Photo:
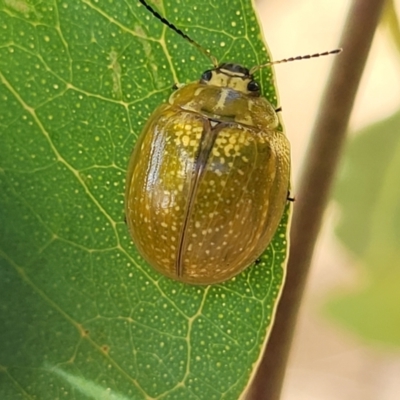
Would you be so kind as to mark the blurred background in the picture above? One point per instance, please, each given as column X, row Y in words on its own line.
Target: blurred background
column 347, row 343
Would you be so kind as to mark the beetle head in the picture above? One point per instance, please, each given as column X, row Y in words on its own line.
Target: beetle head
column 234, row 76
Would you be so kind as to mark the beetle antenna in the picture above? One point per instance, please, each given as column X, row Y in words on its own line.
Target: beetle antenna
column 298, row 58
column 180, row 32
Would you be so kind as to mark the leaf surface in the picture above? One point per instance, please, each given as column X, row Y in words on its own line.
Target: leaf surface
column 82, row 315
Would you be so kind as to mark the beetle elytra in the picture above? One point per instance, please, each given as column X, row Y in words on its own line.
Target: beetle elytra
column 208, row 179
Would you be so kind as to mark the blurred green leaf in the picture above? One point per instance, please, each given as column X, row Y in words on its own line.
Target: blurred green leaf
column 368, row 193
column 82, row 315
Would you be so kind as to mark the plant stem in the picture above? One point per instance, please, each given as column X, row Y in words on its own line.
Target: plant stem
column 316, row 180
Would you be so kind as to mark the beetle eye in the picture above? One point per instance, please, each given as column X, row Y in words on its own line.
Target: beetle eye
column 206, row 76
column 253, row 86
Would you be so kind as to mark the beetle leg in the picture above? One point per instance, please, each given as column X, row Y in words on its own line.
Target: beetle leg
column 177, row 86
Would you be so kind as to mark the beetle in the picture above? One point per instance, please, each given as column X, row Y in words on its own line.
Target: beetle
column 208, row 180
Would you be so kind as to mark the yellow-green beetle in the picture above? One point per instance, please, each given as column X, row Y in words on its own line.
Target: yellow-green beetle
column 208, row 180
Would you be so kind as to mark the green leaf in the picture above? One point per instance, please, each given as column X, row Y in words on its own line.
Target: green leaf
column 82, row 315
column 368, row 195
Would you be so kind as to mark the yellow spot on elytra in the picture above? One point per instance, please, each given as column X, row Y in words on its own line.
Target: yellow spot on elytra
column 185, row 140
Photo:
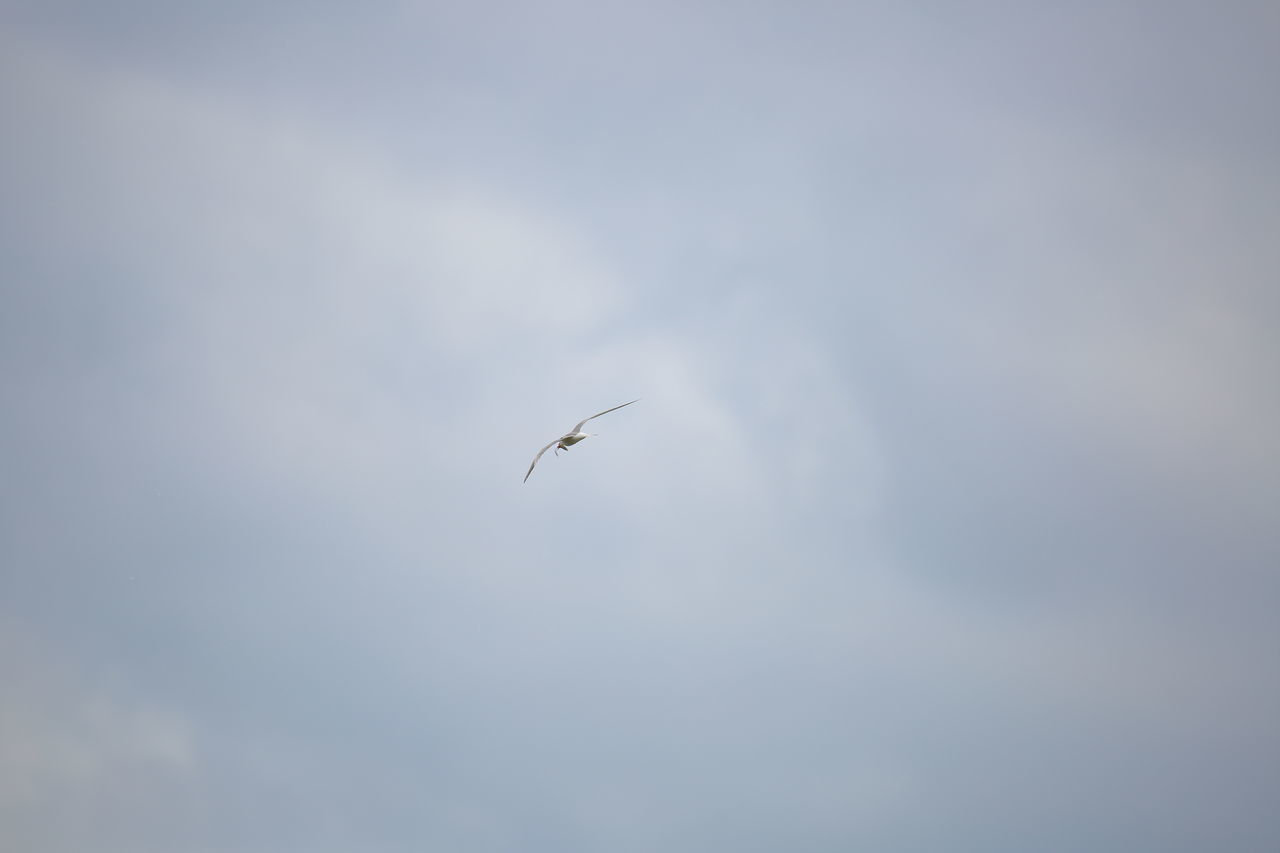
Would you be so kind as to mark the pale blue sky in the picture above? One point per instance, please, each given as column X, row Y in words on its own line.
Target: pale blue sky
column 947, row 520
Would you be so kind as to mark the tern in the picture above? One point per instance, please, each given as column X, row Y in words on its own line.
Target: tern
column 571, row 437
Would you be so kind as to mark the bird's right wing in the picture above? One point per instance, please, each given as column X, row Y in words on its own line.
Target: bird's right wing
column 535, row 460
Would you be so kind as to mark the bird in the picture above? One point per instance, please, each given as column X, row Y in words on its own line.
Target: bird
column 571, row 437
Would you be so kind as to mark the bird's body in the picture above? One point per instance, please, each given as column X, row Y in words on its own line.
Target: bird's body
column 570, row 438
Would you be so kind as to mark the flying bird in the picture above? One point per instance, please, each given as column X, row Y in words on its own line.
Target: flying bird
column 571, row 437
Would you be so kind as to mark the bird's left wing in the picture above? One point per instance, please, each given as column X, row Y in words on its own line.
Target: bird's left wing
column 535, row 460
column 579, row 428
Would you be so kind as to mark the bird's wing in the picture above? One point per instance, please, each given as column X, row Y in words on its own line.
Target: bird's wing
column 579, row 428
column 535, row 460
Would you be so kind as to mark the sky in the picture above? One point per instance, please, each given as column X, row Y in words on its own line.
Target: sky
column 949, row 518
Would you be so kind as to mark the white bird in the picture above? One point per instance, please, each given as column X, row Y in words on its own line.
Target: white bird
column 571, row 437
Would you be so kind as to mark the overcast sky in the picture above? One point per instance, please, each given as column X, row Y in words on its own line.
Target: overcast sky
column 949, row 519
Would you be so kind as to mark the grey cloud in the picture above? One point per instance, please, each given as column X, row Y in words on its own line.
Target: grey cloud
column 944, row 523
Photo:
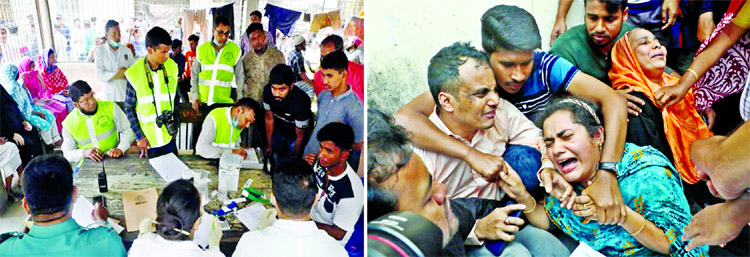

#### Objective:
Convert all the data above into a JSON list of strings, one string for each line, with blank lines skipped. Leave the pictures out.

#### Output:
[
  "Photo:",
  "Would you be so kind as to mark the blurred background in the picture above? One point per instance, please, each given as column X, row Y in words on its own line.",
  "Target: blurred background",
  "column 347, row 343",
  "Would you be so kind as to mark the beetle head in the picture above? One point per instance, please, each given as column X, row Y in words on its own line.",
  "Target: beetle head",
  "column 234, row 76",
  "Would you be so kind as to mark the beetle antenna in the picture above? One point per instance, please, each given as column X, row Y in words on its own line.",
  "Target: beetle antenna",
  "column 298, row 58",
  "column 180, row 32",
  "Would you be so kind as to mark the leaf surface in the picture above? One point per instance, please, each given as column X, row Y in words on its own line.",
  "Target: leaf surface",
  "column 82, row 315",
  "Would you be so kind as to mark the beetle elytra in the picture above? One point per instance, please, each given as column X, row Y in words on its own line.",
  "Target: beetle elytra",
  "column 208, row 179",
  "Would you be so kind as to mark the blurred green leaf in the picture above? One point per instance, please, each given as column X, row Y in words on its own line.",
  "Target: blurred green leaf",
  "column 368, row 193",
  "column 82, row 315",
  "Would you be so kind as to mark the plant stem in the picture above? One point per instance, please, each given as column X, row Y in words on its own line.",
  "Target: plant stem",
  "column 316, row 180",
  "Would you be so kind as to mark the beetle eye in the picture above? One point per instance, please, each given as column X, row Y in words on its own line.",
  "Target: beetle eye",
  "column 206, row 76",
  "column 253, row 86",
  "Would you be so kind as to mark the beetle leg in the picture above? One point per instance, please, each given as column X, row Y in words on its own line.",
  "Target: beetle leg",
  "column 177, row 86",
  "Would you be so kind as to mark the beetle in the picture above? One point per instance, please, each given as column X, row Y in words on its own line.",
  "Target: beetle",
  "column 208, row 180",
  "Would you be so kind as to mark the yellow-green beetle in the picture above? One point per instance, please, each given as column X, row Y in words on its own line.",
  "Target: yellow-green beetle",
  "column 208, row 180",
  "Would you be so kind as to mark the green leaf in the picture above? One point per instance, please, each given as column X, row Y in words on its own line.",
  "Target: green leaf",
  "column 82, row 315",
  "column 368, row 195",
  "Would you be so kind as to mark the yellow spot on elytra in the picture above? One point per instance, please, each given as column X, row Y in words on its own line.",
  "Target: yellow spot on elytra",
  "column 185, row 140",
  "Photo:",
  "Would you be so kind as to mark the pale blue sky in the picture above? One point per instance, please, each given as column X, row Y in words on its own line.",
  "Target: pale blue sky",
  "column 947, row 520",
  "Would you be so kind as to mark the tern in the picture above? One point per instance, please, each given as column X, row Y in words on its own line.",
  "Target: tern",
  "column 571, row 437",
  "Would you be so kind as to mark the bird's right wing in the picture above? One point per instance, please, each given as column X, row Y in words on its own line.",
  "Target: bird's right wing",
  "column 535, row 460",
  "Would you be so kind as to mark the bird in the picture above? One point per instance, please, each given as column X, row Y in words on its own line.",
  "Target: bird",
  "column 571, row 437",
  "Would you be so kind as to mark the bird's body in the picture above? One point per instance, please, each given as column X, row Y in words on its own line.",
  "Target: bird's body",
  "column 570, row 438",
  "Would you be so kind as to mark the flying bird in the picture above? One point per instance, please, each given as column X, row Y in words on its own line.",
  "Target: flying bird",
  "column 571, row 437",
  "Would you be so kind as to mark the bird's left wing in the picture above? One point per instance, please, each given as column X, row Y in words on its own line.",
  "Target: bird's left wing",
  "column 535, row 460",
  "column 579, row 428",
  "Would you be so kind as to mark the bird's wing in the picture above? One point per instance, please, each given as column X, row Y in words on its own line.",
  "Target: bird's wing",
  "column 579, row 428",
  "column 535, row 460",
  "Would you be so kind as to mark the sky in the picture above? One point per instance, please, each given as column X, row Y in words on its own line.",
  "Target: sky",
  "column 949, row 518",
  "Would you be so kind as to mark the white bird in the picture above? One point per instance, please, each given as column X, row Y in words on its own line.",
  "Target: white bird",
  "column 571, row 437",
  "Would you be so kind as to mark the overcast sky in the picture above? One point per instance, please, each given as column X, row Y in words on its own line.",
  "Target: overcast sky",
  "column 949, row 519",
  "Would you be so kind as to mark the grey cloud in the picture above? One point per instance, please, each given as column X, row Y in words on its own line.",
  "Target: grey cloud",
  "column 944, row 523",
  "Photo:"
]